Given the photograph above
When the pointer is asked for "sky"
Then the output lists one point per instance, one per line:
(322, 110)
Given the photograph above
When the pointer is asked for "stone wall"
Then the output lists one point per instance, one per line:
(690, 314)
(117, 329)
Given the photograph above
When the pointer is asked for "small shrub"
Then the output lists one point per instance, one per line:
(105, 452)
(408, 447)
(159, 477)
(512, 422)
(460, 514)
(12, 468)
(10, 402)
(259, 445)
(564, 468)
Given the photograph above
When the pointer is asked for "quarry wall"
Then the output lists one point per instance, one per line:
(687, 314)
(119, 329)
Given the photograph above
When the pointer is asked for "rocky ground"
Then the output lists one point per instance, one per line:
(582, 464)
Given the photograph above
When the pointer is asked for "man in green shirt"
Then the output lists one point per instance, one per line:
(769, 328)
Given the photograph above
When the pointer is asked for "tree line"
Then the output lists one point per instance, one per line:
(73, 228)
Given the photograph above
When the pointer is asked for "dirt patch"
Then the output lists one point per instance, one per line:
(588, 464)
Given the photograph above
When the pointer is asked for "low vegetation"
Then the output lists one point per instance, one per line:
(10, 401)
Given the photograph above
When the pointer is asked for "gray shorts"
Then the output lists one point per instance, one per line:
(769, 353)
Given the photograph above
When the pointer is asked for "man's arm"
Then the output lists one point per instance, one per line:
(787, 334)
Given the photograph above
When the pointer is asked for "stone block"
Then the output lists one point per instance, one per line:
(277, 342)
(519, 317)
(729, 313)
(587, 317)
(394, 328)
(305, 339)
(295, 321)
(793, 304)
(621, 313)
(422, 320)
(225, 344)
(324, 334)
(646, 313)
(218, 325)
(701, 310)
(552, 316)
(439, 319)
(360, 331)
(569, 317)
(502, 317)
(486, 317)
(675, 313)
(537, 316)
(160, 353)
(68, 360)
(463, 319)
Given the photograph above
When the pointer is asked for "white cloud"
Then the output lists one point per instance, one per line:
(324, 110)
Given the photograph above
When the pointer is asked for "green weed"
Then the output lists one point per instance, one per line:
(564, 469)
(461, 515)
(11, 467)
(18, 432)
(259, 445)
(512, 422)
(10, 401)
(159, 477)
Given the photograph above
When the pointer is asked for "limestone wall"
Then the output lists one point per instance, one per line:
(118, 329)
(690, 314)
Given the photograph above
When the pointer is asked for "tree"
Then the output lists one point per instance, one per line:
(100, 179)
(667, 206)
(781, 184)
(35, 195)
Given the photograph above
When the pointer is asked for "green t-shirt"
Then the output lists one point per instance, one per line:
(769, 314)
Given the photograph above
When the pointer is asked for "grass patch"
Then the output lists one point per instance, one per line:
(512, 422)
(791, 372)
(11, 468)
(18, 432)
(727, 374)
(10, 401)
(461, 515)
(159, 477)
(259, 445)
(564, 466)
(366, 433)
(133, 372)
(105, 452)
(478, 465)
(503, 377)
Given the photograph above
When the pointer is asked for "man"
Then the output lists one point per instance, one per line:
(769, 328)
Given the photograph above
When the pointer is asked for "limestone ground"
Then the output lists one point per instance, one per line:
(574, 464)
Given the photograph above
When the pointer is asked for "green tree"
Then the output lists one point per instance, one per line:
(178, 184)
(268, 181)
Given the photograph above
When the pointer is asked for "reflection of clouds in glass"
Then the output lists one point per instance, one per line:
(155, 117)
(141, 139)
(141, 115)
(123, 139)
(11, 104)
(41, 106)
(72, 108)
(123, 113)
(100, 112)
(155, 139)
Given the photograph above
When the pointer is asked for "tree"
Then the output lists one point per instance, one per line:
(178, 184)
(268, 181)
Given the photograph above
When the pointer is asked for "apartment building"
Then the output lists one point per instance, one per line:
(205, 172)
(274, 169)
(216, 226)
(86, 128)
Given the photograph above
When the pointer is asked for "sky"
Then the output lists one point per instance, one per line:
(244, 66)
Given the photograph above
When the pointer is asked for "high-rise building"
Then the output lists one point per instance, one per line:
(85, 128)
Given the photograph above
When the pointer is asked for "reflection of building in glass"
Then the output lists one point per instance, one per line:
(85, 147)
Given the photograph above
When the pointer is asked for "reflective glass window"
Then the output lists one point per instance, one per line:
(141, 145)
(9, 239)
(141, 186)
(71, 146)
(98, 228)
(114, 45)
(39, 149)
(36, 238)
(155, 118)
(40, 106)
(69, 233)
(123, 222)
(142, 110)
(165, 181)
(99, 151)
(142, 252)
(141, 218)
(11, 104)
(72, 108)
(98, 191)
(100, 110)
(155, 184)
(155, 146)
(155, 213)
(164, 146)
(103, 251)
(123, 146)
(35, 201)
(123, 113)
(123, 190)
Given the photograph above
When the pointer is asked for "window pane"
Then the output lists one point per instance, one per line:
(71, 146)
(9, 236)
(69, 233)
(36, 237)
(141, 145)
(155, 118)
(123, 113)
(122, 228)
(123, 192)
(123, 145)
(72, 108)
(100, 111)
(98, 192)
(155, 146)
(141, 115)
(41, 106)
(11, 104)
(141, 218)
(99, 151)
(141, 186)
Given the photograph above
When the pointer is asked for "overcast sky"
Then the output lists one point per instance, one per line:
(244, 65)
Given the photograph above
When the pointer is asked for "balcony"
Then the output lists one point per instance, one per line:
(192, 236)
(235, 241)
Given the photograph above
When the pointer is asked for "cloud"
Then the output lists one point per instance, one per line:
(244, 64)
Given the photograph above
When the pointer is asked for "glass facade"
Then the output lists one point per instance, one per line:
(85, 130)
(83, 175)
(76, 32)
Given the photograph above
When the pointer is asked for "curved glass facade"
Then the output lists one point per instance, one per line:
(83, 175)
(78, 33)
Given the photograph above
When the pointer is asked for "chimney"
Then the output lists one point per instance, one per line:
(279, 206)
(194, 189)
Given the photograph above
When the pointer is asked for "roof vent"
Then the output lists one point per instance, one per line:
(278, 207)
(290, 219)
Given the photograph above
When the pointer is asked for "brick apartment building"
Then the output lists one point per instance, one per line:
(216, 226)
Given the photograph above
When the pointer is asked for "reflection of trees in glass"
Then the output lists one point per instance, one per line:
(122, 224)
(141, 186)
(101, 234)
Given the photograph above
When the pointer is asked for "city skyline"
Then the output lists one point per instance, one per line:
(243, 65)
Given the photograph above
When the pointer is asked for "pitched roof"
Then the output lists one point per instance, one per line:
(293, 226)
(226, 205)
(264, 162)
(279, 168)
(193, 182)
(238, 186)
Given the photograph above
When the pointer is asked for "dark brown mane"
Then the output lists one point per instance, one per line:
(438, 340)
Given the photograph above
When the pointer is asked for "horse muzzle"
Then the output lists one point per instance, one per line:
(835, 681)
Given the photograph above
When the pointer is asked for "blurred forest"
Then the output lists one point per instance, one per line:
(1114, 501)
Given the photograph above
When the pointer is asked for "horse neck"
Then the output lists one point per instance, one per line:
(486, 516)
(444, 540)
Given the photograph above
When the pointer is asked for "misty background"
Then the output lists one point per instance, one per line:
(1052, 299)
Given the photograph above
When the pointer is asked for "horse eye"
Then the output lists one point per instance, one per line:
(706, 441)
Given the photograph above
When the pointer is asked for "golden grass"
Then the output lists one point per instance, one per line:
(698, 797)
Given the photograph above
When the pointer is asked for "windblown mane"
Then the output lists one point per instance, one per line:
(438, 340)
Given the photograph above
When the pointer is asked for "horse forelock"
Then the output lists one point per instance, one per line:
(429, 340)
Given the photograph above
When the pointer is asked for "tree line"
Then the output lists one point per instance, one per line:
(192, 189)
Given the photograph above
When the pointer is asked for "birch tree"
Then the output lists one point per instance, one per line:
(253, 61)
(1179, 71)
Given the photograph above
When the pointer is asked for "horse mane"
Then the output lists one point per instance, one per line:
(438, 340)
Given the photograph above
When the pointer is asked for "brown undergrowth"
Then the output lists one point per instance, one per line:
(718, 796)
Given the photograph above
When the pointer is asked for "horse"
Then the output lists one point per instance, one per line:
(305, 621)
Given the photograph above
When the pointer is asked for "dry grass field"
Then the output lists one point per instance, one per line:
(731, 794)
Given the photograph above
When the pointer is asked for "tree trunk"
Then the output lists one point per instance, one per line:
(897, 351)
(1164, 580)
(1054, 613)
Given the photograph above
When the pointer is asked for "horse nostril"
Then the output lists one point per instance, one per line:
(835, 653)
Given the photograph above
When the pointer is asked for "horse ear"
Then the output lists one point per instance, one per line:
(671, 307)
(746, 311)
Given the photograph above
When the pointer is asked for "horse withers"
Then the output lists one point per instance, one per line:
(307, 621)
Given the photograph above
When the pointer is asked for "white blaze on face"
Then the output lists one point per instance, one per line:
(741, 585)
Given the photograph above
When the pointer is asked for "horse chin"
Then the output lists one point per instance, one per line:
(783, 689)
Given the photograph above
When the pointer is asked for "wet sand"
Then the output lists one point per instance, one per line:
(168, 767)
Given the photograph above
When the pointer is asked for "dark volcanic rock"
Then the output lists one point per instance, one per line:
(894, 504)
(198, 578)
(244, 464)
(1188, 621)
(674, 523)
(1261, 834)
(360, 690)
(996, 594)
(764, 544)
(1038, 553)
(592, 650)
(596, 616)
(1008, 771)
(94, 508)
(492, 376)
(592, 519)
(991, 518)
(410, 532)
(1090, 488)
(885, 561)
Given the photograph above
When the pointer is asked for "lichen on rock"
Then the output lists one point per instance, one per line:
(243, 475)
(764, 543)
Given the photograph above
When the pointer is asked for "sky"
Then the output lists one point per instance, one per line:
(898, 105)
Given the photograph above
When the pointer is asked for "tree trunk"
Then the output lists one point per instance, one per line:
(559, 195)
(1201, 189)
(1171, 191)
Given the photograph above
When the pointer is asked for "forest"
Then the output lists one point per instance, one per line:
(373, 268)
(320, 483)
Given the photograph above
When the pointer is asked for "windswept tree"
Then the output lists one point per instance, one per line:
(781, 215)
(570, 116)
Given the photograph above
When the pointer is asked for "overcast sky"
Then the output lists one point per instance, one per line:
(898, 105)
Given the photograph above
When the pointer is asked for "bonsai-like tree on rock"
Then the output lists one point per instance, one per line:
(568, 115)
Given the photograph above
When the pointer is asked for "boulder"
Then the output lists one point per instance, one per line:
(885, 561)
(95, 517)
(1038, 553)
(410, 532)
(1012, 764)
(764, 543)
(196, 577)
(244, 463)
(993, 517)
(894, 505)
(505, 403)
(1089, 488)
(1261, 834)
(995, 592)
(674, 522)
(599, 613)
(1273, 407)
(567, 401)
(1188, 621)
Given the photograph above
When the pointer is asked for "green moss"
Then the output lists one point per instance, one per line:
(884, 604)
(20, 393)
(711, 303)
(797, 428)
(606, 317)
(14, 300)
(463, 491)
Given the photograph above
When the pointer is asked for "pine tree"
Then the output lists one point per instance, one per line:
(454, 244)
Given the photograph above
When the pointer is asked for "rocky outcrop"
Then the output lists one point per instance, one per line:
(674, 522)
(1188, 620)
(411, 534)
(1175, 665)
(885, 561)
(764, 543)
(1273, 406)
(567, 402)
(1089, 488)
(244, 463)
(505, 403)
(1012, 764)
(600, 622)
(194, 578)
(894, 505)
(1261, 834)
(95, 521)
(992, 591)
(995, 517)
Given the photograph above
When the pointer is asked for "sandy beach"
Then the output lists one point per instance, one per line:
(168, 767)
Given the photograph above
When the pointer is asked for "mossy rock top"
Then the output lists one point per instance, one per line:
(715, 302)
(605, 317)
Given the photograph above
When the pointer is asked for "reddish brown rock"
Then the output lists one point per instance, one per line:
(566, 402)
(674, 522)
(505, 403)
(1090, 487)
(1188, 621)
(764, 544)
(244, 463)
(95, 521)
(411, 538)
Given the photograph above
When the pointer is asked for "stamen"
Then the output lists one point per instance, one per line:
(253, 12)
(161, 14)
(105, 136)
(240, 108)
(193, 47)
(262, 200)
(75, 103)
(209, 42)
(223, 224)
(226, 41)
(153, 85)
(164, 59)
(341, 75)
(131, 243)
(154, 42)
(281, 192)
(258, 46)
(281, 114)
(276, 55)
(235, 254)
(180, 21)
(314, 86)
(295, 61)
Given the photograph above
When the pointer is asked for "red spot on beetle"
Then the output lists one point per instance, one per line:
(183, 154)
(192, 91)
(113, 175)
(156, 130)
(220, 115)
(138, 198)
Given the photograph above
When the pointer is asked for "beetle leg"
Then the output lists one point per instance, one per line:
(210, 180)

+-------+

What you need to do
Within this data, count the lines that include the string "brown" and write the number with nothing else.

Task result
3